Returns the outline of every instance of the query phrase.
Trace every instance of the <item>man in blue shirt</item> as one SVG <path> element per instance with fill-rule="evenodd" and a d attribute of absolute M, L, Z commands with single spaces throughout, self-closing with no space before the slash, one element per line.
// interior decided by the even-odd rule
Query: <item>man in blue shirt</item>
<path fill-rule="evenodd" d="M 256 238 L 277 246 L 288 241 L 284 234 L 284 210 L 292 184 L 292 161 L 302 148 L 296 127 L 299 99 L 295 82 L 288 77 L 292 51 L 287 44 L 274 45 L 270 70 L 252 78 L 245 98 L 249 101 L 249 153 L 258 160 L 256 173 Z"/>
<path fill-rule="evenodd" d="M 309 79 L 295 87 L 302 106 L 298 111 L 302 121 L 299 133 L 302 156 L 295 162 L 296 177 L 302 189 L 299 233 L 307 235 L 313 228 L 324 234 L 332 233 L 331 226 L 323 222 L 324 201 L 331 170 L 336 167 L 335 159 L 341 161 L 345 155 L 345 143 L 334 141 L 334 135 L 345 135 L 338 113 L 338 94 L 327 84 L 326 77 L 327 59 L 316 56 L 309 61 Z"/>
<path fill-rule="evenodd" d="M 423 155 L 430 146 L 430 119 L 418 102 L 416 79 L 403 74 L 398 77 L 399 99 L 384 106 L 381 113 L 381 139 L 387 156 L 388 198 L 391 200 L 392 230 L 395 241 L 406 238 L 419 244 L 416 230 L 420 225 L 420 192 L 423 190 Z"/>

==================================================

_WHAT TO PRODUCE:_ Retype the entries exactly from the first line, stopping after the line with "the even-odd rule".

_SOLUTION TO THE EXERCISE:_
Returns the outline of every instance of the query phrase.
Trace every instance of the <item>man in blue shirt</item> as one SVG <path> element per instance with fill-rule="evenodd" and a d attribute of absolute M, L, Z commands with single spaces throughout, self-closing with no space before the slash, one element per line.
// interior decided by the even-odd rule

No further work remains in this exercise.